* Task details: Which lines of the records contain the string "light"? Extract every such line, treating case as significant.

* Input records:
————————
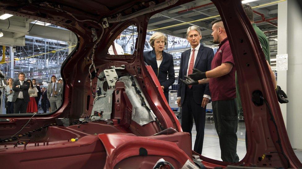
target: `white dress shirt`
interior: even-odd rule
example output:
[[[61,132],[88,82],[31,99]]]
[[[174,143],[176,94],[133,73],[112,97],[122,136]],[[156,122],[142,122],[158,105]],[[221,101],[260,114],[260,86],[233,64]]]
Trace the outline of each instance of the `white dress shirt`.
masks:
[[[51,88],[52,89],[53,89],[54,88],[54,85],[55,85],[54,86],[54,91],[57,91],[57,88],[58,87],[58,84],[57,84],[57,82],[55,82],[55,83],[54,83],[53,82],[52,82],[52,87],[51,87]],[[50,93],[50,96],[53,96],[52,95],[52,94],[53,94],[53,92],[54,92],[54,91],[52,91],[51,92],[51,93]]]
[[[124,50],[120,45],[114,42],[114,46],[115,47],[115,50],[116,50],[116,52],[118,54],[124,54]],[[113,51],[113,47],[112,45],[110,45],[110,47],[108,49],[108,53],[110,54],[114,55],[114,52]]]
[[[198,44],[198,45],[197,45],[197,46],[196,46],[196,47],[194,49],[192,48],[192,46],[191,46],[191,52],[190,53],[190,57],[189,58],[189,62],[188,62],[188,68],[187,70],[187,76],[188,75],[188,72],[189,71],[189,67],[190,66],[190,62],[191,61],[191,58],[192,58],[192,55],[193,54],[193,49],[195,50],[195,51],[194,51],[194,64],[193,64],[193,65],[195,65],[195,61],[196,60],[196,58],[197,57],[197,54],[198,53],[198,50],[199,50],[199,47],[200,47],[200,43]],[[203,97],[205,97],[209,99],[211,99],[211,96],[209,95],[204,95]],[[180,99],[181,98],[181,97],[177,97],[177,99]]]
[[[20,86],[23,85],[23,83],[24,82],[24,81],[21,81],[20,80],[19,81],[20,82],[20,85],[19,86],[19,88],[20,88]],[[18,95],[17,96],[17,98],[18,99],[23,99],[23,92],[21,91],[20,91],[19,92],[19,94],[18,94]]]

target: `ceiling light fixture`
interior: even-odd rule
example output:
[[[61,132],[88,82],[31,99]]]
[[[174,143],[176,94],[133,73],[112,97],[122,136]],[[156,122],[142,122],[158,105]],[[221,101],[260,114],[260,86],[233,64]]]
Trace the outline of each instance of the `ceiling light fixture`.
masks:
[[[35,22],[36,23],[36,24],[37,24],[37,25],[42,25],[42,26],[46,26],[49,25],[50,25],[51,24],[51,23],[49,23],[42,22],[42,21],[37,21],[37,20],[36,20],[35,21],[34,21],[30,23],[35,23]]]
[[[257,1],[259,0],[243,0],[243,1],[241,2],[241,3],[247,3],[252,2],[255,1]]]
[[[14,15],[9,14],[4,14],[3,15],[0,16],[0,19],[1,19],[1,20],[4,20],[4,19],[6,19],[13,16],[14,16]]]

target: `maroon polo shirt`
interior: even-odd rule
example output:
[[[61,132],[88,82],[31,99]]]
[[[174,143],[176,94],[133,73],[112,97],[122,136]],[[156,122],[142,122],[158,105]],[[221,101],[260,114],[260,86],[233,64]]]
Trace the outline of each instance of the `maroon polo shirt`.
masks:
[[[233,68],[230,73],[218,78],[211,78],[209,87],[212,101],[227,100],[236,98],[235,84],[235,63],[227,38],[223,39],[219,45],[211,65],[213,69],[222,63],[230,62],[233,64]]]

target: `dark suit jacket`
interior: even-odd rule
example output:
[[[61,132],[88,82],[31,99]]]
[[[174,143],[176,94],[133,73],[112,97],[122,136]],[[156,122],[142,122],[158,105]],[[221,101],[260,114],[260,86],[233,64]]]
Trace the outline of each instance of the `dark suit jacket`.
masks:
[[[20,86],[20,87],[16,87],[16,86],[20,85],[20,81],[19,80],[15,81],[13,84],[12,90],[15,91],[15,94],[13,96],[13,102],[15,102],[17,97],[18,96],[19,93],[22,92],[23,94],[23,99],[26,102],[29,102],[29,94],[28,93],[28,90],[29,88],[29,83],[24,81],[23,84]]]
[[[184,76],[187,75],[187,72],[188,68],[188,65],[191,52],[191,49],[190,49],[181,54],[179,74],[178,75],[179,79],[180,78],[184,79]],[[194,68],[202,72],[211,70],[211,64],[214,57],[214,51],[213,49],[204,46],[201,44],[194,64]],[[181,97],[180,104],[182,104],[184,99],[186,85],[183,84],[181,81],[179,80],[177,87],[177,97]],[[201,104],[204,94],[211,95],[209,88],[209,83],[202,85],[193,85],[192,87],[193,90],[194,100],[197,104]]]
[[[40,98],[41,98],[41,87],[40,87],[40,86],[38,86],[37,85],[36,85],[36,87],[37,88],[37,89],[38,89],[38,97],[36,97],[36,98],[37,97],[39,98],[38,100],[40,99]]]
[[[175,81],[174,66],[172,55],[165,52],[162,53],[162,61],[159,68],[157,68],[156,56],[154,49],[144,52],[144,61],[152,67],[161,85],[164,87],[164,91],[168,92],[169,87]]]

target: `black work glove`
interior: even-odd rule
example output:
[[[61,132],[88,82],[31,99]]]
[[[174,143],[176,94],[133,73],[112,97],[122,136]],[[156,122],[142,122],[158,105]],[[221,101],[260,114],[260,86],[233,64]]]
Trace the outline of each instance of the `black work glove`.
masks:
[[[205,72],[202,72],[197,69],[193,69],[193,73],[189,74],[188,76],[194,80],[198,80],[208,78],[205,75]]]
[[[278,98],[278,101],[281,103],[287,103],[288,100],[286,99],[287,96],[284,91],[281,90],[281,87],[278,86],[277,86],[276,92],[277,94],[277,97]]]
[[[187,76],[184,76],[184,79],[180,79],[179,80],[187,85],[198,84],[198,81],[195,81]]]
————————
* Answer to the task:
target: `ceiling light fixture`
Trace the outline of each instance of the `ceiling light fixture`.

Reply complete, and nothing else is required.